## What the exercise asks:
Those lines of the following listing which contain the string "patch" should be returned.

## Dataset excerpts:
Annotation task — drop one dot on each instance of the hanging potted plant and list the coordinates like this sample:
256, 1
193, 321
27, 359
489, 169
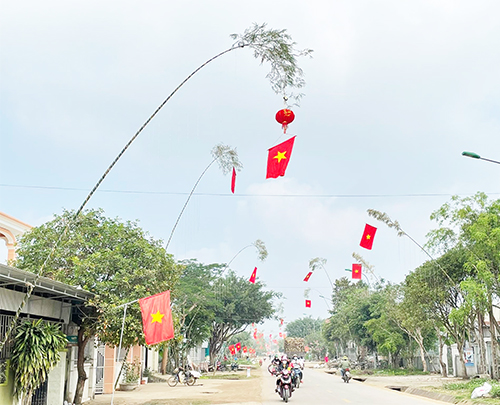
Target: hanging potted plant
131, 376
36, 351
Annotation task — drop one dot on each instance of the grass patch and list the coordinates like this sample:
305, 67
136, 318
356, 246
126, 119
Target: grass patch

...

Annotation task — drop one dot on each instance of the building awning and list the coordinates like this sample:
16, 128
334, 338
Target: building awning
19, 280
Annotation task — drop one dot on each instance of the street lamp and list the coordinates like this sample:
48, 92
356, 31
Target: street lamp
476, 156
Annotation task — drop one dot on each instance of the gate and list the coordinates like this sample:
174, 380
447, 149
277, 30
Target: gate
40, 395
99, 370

...

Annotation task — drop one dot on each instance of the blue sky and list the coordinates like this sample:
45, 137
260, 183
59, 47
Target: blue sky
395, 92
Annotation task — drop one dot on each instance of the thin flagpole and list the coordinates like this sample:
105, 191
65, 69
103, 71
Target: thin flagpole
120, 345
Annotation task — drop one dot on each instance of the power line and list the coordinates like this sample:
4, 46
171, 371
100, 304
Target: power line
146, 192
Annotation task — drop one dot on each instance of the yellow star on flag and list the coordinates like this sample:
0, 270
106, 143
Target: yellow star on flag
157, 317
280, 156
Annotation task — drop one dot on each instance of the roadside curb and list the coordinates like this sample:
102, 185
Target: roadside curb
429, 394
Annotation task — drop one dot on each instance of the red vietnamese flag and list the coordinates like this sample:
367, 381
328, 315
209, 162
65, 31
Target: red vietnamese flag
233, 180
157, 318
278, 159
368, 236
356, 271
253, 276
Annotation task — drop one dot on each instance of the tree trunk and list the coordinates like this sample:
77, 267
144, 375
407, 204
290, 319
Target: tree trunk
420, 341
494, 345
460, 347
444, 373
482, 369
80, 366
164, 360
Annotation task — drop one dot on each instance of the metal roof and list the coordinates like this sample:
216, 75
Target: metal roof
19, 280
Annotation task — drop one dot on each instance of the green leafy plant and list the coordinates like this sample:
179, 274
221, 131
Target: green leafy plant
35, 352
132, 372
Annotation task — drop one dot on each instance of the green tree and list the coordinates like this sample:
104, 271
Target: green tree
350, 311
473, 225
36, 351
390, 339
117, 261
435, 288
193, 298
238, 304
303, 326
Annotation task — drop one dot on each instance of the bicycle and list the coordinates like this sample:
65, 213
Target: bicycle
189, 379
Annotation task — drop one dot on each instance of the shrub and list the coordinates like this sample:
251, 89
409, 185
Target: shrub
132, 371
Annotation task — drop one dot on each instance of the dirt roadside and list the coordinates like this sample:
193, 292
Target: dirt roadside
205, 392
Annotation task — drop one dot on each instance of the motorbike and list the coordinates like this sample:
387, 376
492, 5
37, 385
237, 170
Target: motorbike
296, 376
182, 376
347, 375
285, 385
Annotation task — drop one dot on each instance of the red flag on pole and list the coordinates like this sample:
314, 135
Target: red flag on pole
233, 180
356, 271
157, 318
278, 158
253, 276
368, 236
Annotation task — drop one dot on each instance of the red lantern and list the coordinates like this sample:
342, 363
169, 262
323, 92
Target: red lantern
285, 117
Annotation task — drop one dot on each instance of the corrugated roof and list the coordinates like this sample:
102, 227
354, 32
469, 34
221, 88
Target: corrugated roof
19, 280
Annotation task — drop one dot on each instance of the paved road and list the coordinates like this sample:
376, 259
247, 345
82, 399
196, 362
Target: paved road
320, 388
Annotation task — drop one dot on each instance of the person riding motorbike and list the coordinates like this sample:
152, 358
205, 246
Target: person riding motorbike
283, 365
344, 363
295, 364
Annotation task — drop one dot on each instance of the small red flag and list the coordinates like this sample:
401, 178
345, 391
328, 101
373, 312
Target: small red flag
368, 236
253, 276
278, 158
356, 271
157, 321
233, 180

## Result of this exercise:
Annotation task — drop one dot on each instance of the grass patch and list the coordinates like this sample:
Target: grass patch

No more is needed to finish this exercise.